* Tasks *
A. According to the passage on Lamarr and Antheil's frequency-hopping invention, how many possible frequencies could the transmitting signal broadcast over?
B. Take the passage on Lamarr and Antheil's frequency-hopping invention further, starting right after its final sentence.

*** Text segment ***

Antheil offered the solution to the problem. He had previously composed his Ballet Mechanique , which was scored for sixteen player pianos to perform at the same time. He suggested using punched piano rolls to keep the radio transmitter and torpedo receiver in synch. The transmitting signal was designed to broadcast over a band of eighty-eight possible frequencies - one for each key of the piano keyboard.
It took Lamarr and Antheil several months to work out the exact details of their invention.

Then, in December of 1940, they sent a description of their idea to the National Inventor's Council (set up by the government to get ideas from the general public). Very few of the hundreds of thousands of submissions that the Council ever received actually caused any kind of excitement, but Lamarr and Antheil's did. Under the direction of the Council's chairman (and inventive bigwig over at General Motors) Charles Kettering, the government helped to improve on the concept. Patent 2,292,387 for the "Secret Communication System" was granted on August 11, 1942. (The patent is actually under her married name at the time - Hedy Kiesler Markey.)

Unfortunately, other members of the council were less than enthusiastic. There's no surprise here - just think about the feasibility of placing a synchronised player piano mechanism into a torpedo and having it operate properly. The Navy declared the mechanism too cumbersome and shelved the idea. The concept of frequency hopping was too far ahead of its time. Lamarr and Antheil pursued their invention no further.

Yet, Lamarr was still able to help out in another way - by selling war bonds. As part of one promotion, anyone that purchased $25,000 worth of bonds could get a kiss from Lamarr. She was actually able to sell $7 million worth in one night.

Not all great ideas are forgotten, however. In 1957, engineers at the Sylvania Electronics Systems Division, located in Buffalo, New York, used transistor electronics to accomplish the goal that Lamarr and Antheil had set out to conquer years before. Finally, in 1962 (three years after the Lamarr/Antheil patent expired), the concept of frequency hopping was used by the United States government in the communication systems placed aboard ships sent out to blockade Cuba.

Today, the concept is not only used by the military (it is used in the Milstar defence communications satellite system), but has also become the technology behind the latest in wireless Internet transmission and the newest cellular phones. A quick search of the United States Patent Office shows 1203 patents dealing with frequency shifting (now called "spread spectrum") between 1995 and 1997. How much influence the Lamarr-Antheil patent has had, if any, on this technology will probably never be known.

*** Data for review ***

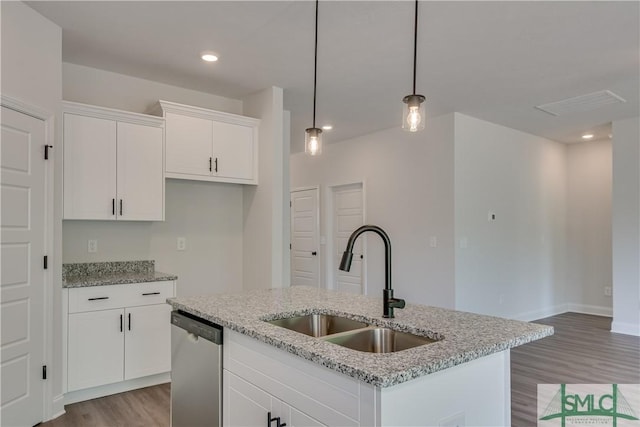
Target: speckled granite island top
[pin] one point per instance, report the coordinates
(80, 275)
(462, 336)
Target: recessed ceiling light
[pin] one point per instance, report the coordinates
(209, 56)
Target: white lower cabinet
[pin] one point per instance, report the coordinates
(259, 378)
(117, 333)
(247, 405)
(96, 348)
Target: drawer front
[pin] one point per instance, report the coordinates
(93, 298)
(149, 293)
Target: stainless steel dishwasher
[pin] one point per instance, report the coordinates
(196, 372)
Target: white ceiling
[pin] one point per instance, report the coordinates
(491, 60)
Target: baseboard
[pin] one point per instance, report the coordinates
(595, 310)
(106, 390)
(625, 328)
(541, 314)
(58, 406)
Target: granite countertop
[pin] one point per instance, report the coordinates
(111, 273)
(463, 336)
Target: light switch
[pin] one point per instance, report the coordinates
(182, 244)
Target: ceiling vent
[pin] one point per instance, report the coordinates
(590, 101)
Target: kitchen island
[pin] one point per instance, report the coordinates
(461, 378)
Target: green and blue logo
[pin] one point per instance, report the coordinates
(588, 404)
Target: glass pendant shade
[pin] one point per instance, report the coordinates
(413, 115)
(313, 141)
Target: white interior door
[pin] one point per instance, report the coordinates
(23, 184)
(305, 264)
(348, 209)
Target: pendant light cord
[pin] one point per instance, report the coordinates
(315, 68)
(415, 46)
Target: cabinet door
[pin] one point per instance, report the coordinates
(140, 176)
(233, 148)
(89, 167)
(188, 144)
(244, 404)
(147, 340)
(96, 348)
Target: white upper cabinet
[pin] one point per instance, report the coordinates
(190, 148)
(139, 172)
(209, 145)
(113, 164)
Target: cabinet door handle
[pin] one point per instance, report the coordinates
(276, 419)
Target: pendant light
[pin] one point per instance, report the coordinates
(313, 135)
(413, 116)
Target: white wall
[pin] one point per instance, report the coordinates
(409, 193)
(264, 217)
(589, 175)
(626, 226)
(31, 73)
(513, 266)
(209, 215)
(113, 90)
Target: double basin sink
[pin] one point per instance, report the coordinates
(352, 333)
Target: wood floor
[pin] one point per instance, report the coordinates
(145, 407)
(581, 351)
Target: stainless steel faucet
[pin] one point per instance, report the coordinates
(388, 301)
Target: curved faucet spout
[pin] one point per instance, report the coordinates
(389, 302)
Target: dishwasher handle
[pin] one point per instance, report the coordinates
(199, 327)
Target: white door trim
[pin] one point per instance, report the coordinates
(330, 248)
(48, 118)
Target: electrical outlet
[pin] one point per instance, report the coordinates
(182, 244)
(464, 243)
(455, 420)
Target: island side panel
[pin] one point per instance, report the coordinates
(477, 393)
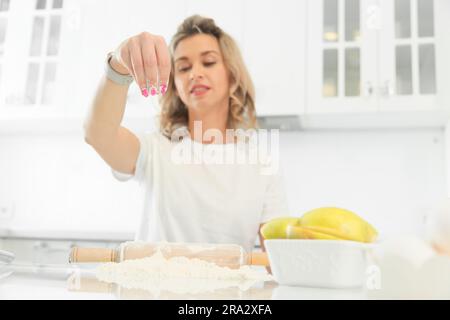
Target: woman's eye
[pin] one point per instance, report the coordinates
(184, 69)
(208, 64)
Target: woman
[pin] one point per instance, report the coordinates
(203, 85)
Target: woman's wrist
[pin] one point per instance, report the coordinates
(118, 67)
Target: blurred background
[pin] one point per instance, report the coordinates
(359, 89)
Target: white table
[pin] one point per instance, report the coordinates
(69, 282)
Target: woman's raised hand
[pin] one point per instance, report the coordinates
(146, 57)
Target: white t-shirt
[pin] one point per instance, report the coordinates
(203, 202)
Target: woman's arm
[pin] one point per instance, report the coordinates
(263, 248)
(144, 57)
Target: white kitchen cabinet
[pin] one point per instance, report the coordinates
(87, 31)
(342, 59)
(274, 52)
(409, 77)
(379, 56)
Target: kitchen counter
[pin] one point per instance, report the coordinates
(70, 282)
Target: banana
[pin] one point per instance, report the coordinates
(328, 223)
(340, 223)
(296, 232)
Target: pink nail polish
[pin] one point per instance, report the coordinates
(163, 89)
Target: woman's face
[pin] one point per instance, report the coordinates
(200, 75)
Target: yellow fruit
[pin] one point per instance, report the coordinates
(276, 228)
(296, 232)
(339, 223)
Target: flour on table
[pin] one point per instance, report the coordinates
(178, 275)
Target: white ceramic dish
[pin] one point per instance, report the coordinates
(318, 263)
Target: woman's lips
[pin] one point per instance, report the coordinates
(200, 92)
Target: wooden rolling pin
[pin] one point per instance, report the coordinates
(225, 255)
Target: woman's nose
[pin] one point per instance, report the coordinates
(196, 72)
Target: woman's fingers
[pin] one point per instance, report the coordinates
(150, 62)
(146, 56)
(137, 65)
(163, 62)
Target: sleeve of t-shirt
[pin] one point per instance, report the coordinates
(141, 162)
(275, 199)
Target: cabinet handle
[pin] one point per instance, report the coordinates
(368, 89)
(387, 89)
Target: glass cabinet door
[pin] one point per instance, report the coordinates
(408, 55)
(343, 58)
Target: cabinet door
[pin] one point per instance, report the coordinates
(274, 51)
(408, 74)
(95, 28)
(342, 55)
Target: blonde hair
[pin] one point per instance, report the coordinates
(241, 113)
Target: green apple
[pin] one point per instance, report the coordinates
(276, 228)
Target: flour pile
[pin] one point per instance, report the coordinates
(177, 275)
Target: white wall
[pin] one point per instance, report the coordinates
(390, 177)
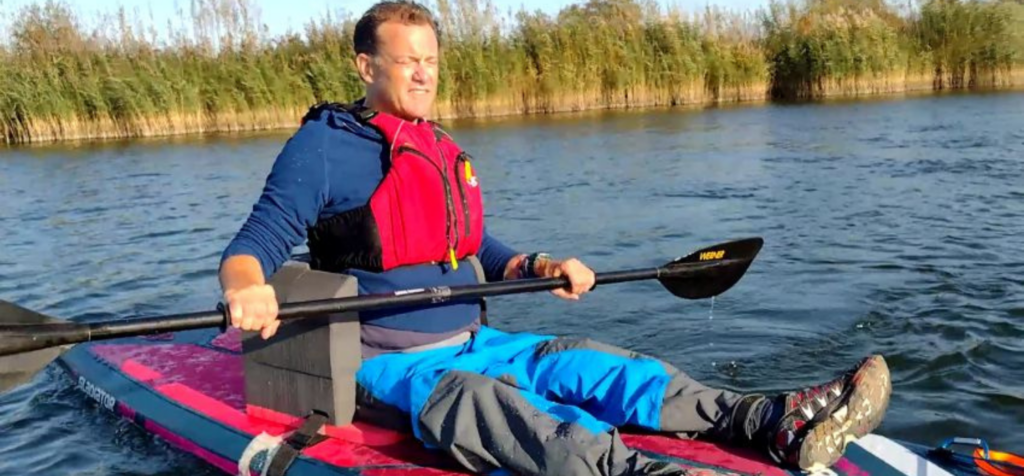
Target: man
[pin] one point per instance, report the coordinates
(385, 196)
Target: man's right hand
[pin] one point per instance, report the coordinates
(254, 308)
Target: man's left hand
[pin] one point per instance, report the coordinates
(581, 276)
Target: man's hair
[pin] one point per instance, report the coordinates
(404, 11)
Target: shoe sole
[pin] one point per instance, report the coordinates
(859, 416)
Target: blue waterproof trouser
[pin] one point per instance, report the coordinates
(538, 404)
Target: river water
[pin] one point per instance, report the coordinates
(891, 226)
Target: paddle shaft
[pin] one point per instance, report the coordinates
(48, 335)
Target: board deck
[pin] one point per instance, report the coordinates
(187, 389)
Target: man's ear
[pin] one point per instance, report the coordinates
(365, 66)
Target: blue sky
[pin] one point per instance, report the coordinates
(281, 15)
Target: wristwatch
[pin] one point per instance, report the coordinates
(529, 264)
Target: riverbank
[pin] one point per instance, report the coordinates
(221, 73)
(279, 119)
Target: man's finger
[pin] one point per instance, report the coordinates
(237, 314)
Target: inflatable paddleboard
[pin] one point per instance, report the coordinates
(187, 388)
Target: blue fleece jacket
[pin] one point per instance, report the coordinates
(332, 164)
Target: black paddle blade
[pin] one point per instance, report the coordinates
(710, 271)
(20, 368)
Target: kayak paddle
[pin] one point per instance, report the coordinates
(29, 341)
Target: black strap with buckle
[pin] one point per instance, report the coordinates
(305, 436)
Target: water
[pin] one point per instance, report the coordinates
(890, 226)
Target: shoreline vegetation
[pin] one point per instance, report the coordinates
(216, 69)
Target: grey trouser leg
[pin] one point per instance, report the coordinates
(488, 424)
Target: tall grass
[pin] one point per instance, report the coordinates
(216, 69)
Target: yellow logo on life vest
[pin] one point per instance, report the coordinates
(710, 255)
(470, 178)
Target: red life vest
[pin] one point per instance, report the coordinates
(427, 209)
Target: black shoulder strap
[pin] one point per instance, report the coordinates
(305, 436)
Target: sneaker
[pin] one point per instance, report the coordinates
(819, 422)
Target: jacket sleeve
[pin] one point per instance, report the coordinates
(494, 256)
(293, 197)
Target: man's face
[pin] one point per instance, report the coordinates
(401, 78)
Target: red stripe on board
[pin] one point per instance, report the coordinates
(126, 412)
(743, 461)
(334, 451)
(179, 441)
(357, 433)
(850, 468)
(139, 372)
(407, 472)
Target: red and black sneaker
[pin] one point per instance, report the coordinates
(819, 422)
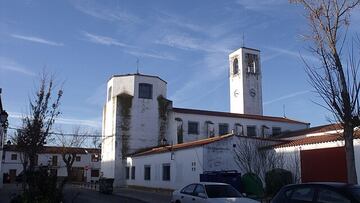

***

* Responses in order *
A. Eighty-eight, one for each key of the piano keyboard.

B.
Lamarr never earned a penny from this invention that so many others have profited from. Instead, she slowly faded from public view. She was married and divorced six times between 1933 and 1965 to Fritz Mandl, Gene Markey, Sir John Loder, Ted Stauffer, W. Howard Lee (who later married actress Gene Tierney , and Lewis J. Boles. In 1966, Lamarr made international headlines when she was arrested for shoplifting in the May department store in Los Angeles, but was acquitted by a 10-2 jury vote. The bad publicity from this incident coupled with her controversial autobiography "Ecstasy and Me" (purportedly ghost written and not approved by Ms. Lamarr) brought an end to her movie career.

On March 12, 1997, Hedy Lamarr was finally honoured by the Electronic Frontier Foundation for her great contribution to society. Her son Anthony Loder accepted the award for his mother and played an audio-tape for the audience - the first time she had publicly spoken in over two decades.
Hedy Lamarr passed away on January 19, 2000 at her Casselberry home in Florida. The bulk of her nearly three million dollar estate was willed to her two children, but a portion was left to her former personal secretary and to a friend. Most surprisingly, however, was that she bequeathed $83,000 to a local police officer who had befriended her in the last years of her life. Lamarr asked that her ashes be scattered over the Vienna Woods, near where she was born in Austria.

In one of those weird twist-of-fates, that same son Anthony today owns a Los Angeles phone store in which half of the phone systems that he sells are based on his mother's pioneering technology.